Work to complete →
Display each line of the items below that contains the word "answer".

___ Data listing

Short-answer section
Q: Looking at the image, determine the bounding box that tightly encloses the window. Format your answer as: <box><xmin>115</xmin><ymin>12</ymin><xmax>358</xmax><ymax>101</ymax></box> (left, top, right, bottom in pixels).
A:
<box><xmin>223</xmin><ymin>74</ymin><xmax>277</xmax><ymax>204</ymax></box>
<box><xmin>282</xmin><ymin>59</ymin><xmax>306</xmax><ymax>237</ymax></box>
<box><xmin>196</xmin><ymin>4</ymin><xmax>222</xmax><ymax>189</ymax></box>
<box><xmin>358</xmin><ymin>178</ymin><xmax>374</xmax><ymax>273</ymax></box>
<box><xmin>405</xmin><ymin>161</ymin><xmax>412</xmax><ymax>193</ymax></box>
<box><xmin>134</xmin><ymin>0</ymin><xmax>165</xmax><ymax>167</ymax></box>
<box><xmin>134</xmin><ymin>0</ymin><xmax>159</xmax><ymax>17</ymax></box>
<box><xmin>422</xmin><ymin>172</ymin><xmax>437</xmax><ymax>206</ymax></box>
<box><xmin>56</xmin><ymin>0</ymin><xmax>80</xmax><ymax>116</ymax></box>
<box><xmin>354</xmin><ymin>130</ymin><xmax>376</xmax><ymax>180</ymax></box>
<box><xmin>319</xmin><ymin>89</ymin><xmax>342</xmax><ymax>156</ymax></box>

______

Result →
Short-answer section
Q: Looking at the image, determine the bounding box that tightly encloses the window. Format your answer as: <box><xmin>115</xmin><ymin>12</ymin><xmax>358</xmax><ymax>101</ymax></box> (left, top, right, bottom in pixels).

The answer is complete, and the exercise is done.